* [Exercise]
Go through the listing and return every line with "accordingly" in it.

[Record excerpts — start]

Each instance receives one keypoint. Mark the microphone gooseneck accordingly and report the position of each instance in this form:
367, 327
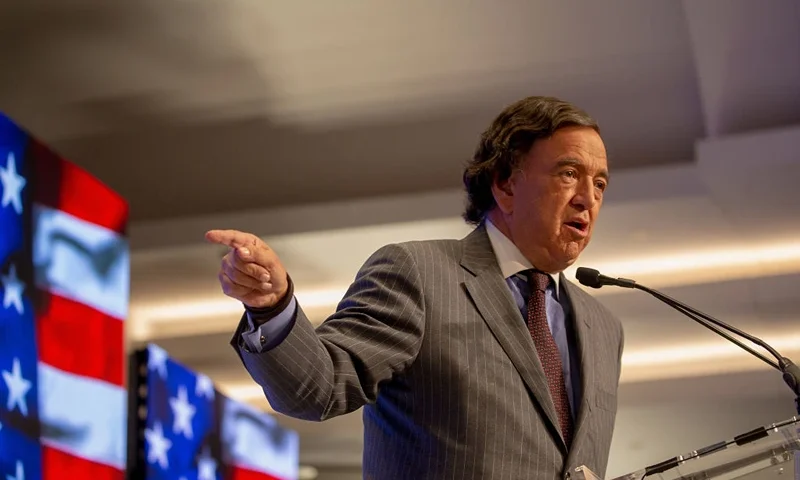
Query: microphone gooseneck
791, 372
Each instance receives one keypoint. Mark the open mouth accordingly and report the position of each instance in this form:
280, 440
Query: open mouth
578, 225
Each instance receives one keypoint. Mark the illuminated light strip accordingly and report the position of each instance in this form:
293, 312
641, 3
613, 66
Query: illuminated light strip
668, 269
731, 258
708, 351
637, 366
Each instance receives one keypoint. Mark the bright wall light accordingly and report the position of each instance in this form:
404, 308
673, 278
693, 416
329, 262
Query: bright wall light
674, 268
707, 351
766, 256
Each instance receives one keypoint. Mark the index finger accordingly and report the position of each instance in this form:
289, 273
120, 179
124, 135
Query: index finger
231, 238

[Record excerpts — finish]

* [Output of the task]
Each instance receives one keypoint. Mark the microphone gooseneck accordingly and report the position of each instance in this form:
Each instance receives one keypoint. Mark the open mouth accordingly and report the position of each instance in this form:
Each instance receives one keypoint. Mark the illuminated light strip accordingly and report the position of each instance in this form:
Each instance receives one keypoint. Mark the bright wall light accordingly and report the position of each instance in this form:
Each instance receives one keypoint. Mark the index finger accordingly and report the position of each instance in this form:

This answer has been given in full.